Excerpted records
========
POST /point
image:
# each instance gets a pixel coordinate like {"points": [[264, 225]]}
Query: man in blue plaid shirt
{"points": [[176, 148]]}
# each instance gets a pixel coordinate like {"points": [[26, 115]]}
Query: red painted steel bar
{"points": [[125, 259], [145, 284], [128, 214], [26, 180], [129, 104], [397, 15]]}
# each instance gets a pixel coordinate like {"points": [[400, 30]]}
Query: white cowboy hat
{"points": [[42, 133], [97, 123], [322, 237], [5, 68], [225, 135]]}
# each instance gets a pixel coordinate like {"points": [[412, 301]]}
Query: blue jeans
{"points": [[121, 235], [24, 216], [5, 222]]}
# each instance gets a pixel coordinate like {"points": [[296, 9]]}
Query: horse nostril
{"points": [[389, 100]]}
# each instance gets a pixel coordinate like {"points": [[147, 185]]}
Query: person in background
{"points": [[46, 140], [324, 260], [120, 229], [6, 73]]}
========
Which lines of the records contain the word "blue"? Gather each of them and copy it in full.

Written solution
Query: man in blue plaid shirt
Query: blue jeans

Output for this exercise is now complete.